- _WHAT TO WORK ON_: Update the stretch from the line containing "One point goes on every instance of the black wristband" through the line containing "x=287 y=423" by replacing "instance" with "occurrence" and leaving everything else unchanged. Return only those lines.

##### DATASET ENTRIES #####

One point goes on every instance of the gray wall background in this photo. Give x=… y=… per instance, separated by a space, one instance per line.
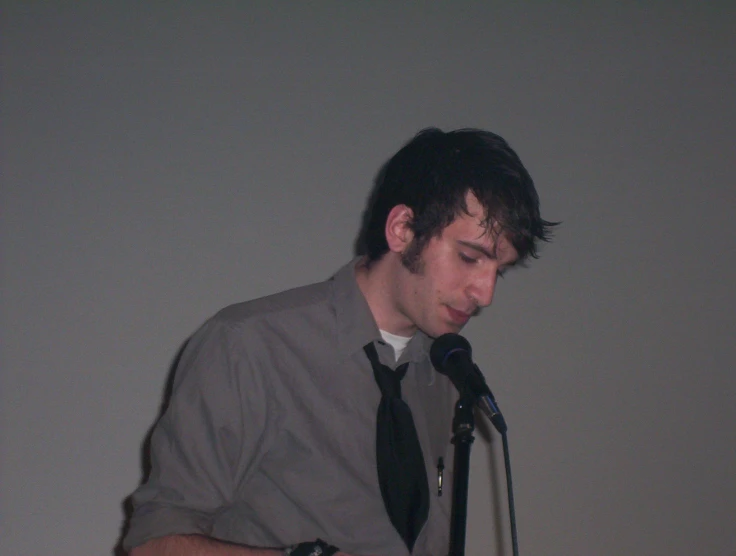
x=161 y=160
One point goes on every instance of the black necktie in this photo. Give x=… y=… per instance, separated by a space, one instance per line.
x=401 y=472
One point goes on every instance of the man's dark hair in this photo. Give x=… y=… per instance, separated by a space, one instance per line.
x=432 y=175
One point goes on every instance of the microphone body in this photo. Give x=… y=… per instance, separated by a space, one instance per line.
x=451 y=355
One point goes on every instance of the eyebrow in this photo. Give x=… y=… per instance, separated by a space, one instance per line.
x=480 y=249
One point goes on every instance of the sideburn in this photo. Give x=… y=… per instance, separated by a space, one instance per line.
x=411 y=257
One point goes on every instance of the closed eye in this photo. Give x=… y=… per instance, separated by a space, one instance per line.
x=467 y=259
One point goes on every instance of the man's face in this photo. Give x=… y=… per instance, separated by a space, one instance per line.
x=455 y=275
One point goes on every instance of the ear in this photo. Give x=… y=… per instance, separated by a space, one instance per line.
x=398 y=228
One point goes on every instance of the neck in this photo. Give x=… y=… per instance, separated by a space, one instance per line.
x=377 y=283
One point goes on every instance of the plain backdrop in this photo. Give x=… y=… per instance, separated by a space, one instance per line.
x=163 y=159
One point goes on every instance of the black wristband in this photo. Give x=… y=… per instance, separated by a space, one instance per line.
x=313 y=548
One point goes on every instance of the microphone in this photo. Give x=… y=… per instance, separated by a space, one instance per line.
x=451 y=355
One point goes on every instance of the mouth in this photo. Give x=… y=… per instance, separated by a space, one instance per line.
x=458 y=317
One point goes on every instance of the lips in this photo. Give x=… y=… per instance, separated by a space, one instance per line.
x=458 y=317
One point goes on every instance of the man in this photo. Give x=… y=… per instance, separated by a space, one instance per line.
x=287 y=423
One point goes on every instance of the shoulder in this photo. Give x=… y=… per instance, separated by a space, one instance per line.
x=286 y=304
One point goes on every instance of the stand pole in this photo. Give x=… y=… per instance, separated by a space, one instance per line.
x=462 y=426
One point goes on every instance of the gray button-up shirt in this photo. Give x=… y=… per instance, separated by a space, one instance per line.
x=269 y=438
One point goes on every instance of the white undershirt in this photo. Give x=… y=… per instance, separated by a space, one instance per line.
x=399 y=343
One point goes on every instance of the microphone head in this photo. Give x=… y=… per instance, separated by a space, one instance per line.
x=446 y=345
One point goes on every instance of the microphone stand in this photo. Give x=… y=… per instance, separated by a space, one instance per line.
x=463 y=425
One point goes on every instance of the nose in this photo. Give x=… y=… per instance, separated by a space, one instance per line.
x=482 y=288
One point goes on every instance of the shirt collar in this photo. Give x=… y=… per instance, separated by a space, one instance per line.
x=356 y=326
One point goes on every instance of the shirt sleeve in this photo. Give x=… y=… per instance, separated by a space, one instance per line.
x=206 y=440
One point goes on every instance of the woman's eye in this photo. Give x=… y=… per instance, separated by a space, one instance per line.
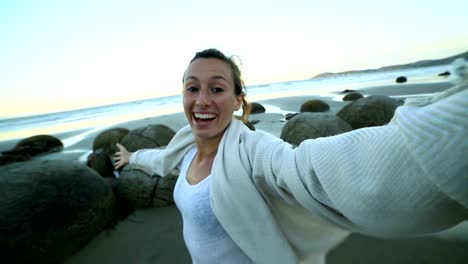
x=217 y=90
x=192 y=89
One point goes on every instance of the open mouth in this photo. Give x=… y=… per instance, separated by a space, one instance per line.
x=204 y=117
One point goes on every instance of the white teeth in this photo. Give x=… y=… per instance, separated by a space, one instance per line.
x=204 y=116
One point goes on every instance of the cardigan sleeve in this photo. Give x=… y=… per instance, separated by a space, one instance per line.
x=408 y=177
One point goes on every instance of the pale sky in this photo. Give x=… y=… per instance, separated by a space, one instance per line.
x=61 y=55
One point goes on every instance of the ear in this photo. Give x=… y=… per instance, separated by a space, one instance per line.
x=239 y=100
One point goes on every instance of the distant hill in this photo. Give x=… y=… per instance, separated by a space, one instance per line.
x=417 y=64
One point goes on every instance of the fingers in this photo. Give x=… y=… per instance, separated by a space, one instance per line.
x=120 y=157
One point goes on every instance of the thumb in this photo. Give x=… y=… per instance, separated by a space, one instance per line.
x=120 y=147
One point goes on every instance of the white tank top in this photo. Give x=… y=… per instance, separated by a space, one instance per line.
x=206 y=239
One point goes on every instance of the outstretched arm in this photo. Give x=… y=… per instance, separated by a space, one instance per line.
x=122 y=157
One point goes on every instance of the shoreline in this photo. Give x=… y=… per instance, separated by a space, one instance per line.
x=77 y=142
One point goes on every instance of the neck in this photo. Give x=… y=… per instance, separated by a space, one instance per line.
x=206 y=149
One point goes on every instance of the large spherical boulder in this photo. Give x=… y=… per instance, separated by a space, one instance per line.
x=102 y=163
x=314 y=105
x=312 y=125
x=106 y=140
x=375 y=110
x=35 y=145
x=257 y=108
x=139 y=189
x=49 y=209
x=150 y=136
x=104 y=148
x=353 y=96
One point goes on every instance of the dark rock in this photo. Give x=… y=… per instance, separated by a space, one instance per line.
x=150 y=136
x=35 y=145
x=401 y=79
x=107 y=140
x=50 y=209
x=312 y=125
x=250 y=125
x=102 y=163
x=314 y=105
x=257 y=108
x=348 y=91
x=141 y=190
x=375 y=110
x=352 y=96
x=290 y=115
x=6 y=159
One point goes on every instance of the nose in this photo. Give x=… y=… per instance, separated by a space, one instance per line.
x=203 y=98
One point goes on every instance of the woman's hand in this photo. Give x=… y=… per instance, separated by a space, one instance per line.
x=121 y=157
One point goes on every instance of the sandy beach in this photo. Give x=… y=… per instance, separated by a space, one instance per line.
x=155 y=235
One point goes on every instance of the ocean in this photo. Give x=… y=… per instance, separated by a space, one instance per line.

#####
##### DATASET ENTRIES #####

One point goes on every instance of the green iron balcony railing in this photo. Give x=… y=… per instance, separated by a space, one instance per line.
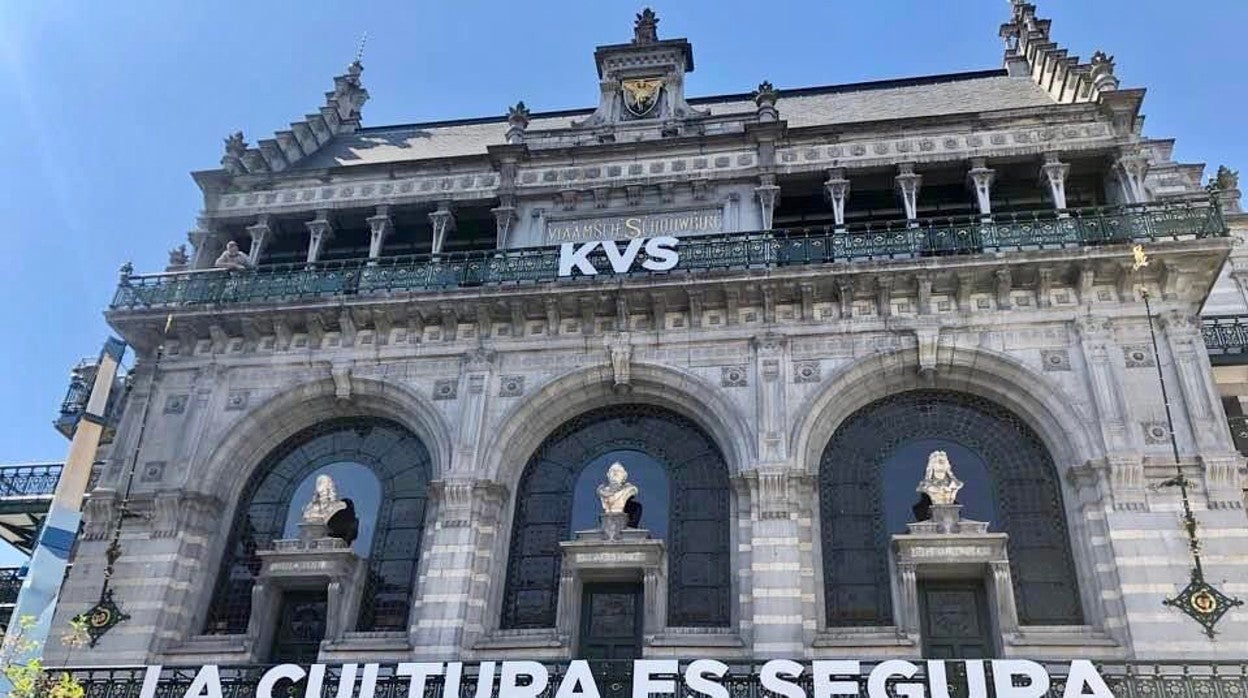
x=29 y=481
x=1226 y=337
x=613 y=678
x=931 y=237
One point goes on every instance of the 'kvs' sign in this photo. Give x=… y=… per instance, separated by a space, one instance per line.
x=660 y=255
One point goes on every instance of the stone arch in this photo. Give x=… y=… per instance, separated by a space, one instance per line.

#####
##### DATASET ENTRIES #####

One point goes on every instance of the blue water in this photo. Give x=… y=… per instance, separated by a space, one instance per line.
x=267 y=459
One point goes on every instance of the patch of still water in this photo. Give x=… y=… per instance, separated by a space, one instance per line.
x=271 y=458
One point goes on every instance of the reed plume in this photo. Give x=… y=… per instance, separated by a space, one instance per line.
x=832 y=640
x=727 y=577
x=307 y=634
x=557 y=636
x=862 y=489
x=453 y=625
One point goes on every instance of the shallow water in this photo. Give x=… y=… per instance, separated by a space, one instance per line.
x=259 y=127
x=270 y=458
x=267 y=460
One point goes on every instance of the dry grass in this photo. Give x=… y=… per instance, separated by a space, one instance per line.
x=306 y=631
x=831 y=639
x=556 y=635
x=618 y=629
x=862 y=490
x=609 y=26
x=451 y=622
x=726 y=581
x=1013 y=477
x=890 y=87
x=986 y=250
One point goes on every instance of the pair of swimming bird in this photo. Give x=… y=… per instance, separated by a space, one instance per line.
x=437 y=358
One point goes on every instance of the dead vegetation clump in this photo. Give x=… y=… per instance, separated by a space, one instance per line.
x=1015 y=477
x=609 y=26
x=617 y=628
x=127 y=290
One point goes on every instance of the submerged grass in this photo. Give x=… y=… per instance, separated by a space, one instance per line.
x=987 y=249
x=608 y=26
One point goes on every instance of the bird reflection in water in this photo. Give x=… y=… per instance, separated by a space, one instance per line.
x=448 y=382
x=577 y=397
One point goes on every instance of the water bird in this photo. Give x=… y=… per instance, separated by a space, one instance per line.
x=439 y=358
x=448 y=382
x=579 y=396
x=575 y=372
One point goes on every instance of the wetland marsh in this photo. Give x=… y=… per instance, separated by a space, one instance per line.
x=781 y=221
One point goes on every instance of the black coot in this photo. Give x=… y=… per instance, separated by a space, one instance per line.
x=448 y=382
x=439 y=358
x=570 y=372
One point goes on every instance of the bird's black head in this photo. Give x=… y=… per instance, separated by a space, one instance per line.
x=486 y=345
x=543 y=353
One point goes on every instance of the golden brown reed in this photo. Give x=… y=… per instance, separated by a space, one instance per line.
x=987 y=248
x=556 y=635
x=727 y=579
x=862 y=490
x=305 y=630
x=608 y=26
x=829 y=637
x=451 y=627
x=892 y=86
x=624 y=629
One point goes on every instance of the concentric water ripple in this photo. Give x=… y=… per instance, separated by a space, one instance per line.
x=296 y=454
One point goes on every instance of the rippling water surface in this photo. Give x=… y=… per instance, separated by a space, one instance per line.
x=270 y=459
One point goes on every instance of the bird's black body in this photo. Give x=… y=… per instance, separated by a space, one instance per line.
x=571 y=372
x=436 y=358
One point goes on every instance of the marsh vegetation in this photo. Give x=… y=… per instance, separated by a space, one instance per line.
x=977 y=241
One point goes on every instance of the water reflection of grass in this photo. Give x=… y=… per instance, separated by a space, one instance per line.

#####

- _RESPONSE TO THE EXERCISE_:
One point goes on every occurrence of the black wristband in this photo. Give x=… y=… per occurrence, separated by a space, one occurrence per line.
x=313 y=548
One point goes on every occurrence of the microphone in this photo. Give x=… y=… per occurrence, separated by a space, one occurrence per line.
x=451 y=355
One point goes on every occurrence of the mouth in this photo. Give x=… y=… per occurrence, separated by a space, one occurrence per line.
x=458 y=317
One point goes on every occurrence of the lips in this photo. Give x=… y=… per occurrence, separated by a space, one occurrence per line.
x=458 y=317
One point goes on every occurrence of the man in this photo. Give x=… y=… per occurrence, separated by a space, one occurrence per line.
x=287 y=423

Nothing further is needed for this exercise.